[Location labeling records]
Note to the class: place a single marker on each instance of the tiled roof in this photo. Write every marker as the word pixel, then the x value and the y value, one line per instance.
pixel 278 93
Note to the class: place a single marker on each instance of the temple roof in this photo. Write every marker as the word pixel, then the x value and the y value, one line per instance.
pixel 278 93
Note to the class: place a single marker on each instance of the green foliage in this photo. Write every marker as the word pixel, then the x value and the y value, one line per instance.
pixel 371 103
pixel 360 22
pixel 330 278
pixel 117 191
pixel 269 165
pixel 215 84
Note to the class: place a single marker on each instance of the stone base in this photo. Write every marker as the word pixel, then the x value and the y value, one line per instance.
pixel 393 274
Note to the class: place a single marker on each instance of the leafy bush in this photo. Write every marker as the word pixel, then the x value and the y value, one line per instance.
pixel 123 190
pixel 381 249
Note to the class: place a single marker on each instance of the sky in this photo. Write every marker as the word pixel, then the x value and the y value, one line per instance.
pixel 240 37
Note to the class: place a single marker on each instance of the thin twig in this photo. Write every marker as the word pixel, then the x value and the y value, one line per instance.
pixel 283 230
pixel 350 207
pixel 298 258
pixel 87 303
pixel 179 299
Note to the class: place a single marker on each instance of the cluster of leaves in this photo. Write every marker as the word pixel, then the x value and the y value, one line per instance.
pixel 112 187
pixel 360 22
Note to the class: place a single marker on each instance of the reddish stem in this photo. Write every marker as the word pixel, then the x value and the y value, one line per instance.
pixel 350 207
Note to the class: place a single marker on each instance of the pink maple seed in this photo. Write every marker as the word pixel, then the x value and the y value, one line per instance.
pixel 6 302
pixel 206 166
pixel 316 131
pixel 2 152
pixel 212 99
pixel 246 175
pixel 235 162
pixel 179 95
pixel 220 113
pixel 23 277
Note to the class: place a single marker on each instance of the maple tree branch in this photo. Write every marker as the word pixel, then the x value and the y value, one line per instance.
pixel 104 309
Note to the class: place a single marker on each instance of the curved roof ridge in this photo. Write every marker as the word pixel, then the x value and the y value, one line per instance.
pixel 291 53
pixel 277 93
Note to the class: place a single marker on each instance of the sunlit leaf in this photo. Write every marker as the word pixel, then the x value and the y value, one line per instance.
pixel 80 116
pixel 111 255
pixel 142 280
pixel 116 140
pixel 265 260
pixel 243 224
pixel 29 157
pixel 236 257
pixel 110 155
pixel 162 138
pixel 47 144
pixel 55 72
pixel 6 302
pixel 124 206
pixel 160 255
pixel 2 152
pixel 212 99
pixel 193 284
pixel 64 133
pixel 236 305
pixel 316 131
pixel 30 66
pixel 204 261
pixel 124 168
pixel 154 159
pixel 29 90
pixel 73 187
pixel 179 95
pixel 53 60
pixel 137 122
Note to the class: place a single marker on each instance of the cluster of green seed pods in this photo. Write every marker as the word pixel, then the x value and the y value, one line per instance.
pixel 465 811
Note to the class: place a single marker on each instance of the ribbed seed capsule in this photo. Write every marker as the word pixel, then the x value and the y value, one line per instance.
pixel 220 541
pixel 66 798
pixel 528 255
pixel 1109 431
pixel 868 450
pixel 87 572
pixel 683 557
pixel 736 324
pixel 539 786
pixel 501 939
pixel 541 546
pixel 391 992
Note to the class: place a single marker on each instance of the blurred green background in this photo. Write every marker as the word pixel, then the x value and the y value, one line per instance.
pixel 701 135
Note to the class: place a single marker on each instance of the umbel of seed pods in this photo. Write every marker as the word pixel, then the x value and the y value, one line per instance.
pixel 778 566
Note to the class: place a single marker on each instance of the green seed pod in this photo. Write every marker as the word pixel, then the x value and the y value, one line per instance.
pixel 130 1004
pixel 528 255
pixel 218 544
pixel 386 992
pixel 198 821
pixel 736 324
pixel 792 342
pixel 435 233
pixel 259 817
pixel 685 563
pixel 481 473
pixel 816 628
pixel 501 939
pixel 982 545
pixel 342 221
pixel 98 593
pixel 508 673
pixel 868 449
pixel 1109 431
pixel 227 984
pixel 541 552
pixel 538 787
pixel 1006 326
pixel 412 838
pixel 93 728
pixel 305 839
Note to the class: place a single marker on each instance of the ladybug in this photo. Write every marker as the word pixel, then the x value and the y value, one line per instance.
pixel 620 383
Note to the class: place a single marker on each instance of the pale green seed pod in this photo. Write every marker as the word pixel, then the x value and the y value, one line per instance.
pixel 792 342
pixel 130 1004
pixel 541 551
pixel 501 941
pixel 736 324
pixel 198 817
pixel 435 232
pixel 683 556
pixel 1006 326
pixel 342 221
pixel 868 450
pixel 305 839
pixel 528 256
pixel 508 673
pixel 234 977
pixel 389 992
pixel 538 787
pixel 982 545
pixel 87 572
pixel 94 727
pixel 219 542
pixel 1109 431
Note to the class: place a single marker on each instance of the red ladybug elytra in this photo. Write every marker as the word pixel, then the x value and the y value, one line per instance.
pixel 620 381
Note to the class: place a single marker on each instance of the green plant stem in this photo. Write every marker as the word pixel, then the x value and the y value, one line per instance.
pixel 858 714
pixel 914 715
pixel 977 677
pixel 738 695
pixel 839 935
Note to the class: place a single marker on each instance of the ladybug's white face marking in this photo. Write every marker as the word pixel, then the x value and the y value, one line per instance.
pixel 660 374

● EXERCISE OBJECTIVE
Every entry above should be retyped exactly as shown.

● RESULT BELOW
Note to the class: place a single marker on each instance of the tiled roof in this photo. Write every marker as the word pixel, then the x value and the y value, one line per instance.
pixel 278 93
Note to the class: place a single marker on each instance of the temple roof in this photo. Write every marker as the word pixel, then the x value and the y value, one line per instance.
pixel 278 93
Note to the class: place a single marker on each instance of the green foliage in this photo. Write every marker as the word pixel, then the x value and the y value, one line per instance.
pixel 371 103
pixel 360 22
pixel 330 278
pixel 117 191
pixel 269 165
pixel 215 84
Note to the class: place a single marker on each instance of the stone base in this photo. Write every marker as the word pixel, then the x value and the y value, one line per instance.
pixel 393 274
Note to the class: place a single marker on each instance of the leafy bush in this photo. Write every marker as the word pixel, then the x value and the y value, one line per instance.
pixel 123 190
pixel 381 249
Note to the class: place a single marker on each instance of the sky in this photo. Write every marker as the word pixel, then the x value and the y value, one line per instance.
pixel 240 37
Note to the class: place a single marker on each instance of the thin twig in this photo. Write every marker as the word pixel, then the x value and the y value, one line per instance.
pixel 283 230
pixel 350 207
pixel 298 258
pixel 87 303
pixel 179 299
Note to the class: place a single marker on each instance of the cluster of leaves in this photo. Write every marker as the word pixel, then the x value and the y value, one line per instance.
pixel 112 187
pixel 360 22
Note to the class: place a single marker on each instance of the reddish stem in this photo. Write every marker as the word pixel, then the x value and the y value, one line per instance.
pixel 350 207
Note to the class: place a single marker on each instance of the pink maple seed in this photo. Write every marker as the word pixel, then the x value and the y value, one line per instance.
pixel 6 302
pixel 206 166
pixel 316 131
pixel 2 152
pixel 212 99
pixel 246 175
pixel 235 162
pixel 179 95
pixel 220 113
pixel 23 277
Note to the class: place a single marker on each instance of the maple tree branch in this photo. Write every marker as the word pixel, then the x value and the y value, one line per instance.
pixel 104 309
Note to the class: place a single marker on each instance of the curved roof ridge in this photo. Write every marker as the word pixel, then the x value and the y value, one line per instance.
pixel 291 53
pixel 277 93
Note to the class: place a single marker on each instance of the sunlit leaf in this photo. Write every marker as the word pixel, then the x value and the y value, one line per instance.
pixel 80 116
pixel 111 255
pixel 142 280
pixel 116 140
pixel 265 260
pixel 243 224
pixel 29 157
pixel 236 257
pixel 110 155
pixel 162 138
pixel 47 144
pixel 55 72
pixel 6 302
pixel 124 206
pixel 160 255
pixel 2 152
pixel 212 99
pixel 193 284
pixel 64 133
pixel 236 305
pixel 316 131
pixel 30 66
pixel 204 261
pixel 124 168
pixel 154 159
pixel 29 90
pixel 73 187
pixel 179 95
pixel 53 60
pixel 137 122
Note to the class: place a single marker on each instance of the cluster of green seed pods in this photo. Write every marker as the word pixel, then the x value and the y value, one line per instance.
pixel 465 811
Note to the class: place a single marker on each instance of the ribbed seed capsule in this photo. Write every marker as the word pixel, then the x value and the y value, one line per instance.
pixel 220 541
pixel 66 798
pixel 528 255
pixel 1109 431
pixel 868 450
pixel 87 572
pixel 683 557
pixel 736 324
pixel 539 786
pixel 501 939
pixel 541 546
pixel 391 992
Note to the class: place a single marker on each instance of the blurred green background in this photo. Write every marker as the word pixel, then the x value and the y value, one line per instance.
pixel 701 135
Note to the class: place a single marker on each instance of the umbel of seed pods in this photo. Write every marker as the word pixel, then the x value and the y value, one line per instance.
pixel 778 566
Note to the class: place a single marker on each instance of the green seed pod in this photo. Write every marker as the word pixel, then the x value and the y value, one line per instance.
pixel 130 1004
pixel 528 255
pixel 218 544
pixel 386 992
pixel 198 821
pixel 736 324
pixel 792 342
pixel 435 233
pixel 259 817
pixel 685 563
pixel 481 473
pixel 816 628
pixel 501 939
pixel 982 545
pixel 342 221
pixel 98 593
pixel 508 673
pixel 868 449
pixel 1109 431
pixel 227 984
pixel 541 552
pixel 538 787
pixel 1006 326
pixel 412 838
pixel 93 728
pixel 305 839
Note to the class: place a single marker on each instance of the ladybug in this photo. Write every marker as the word pixel, then the x value and the y value, one line per instance.
pixel 620 383
Note to the class: place a single marker on each instance of the pale green seed pod in this photo. Write every marker as the word pixel, then the x value and the y value, one line per instance.
pixel 792 342
pixel 130 1004
pixel 541 551
pixel 501 941
pixel 736 324
pixel 198 817
pixel 435 232
pixel 683 556
pixel 1006 326
pixel 342 221
pixel 868 450
pixel 305 839
pixel 528 256
pixel 508 673
pixel 234 977
pixel 389 992
pixel 538 787
pixel 982 545
pixel 87 572
pixel 94 727
pixel 219 542
pixel 1109 431
Note to the class: place a single marker on each instance of the red ladybug elytra in this photo. Write every marker as the word pixel, then the x value and the y value, one line per instance.
pixel 620 381
Note to the class: place a single marker on each instance of the green plant stem in this photo. Write every marker as the word pixel, then the x value and the y value, one line per instance.
pixel 858 714
pixel 914 715
pixel 977 677
pixel 738 695
pixel 839 935
Note to the class: place a single marker on each instance of the ladybug's white face marking in this photo. Write every marker as the word pixel, then the x value and the y value, one line per instance.
pixel 660 374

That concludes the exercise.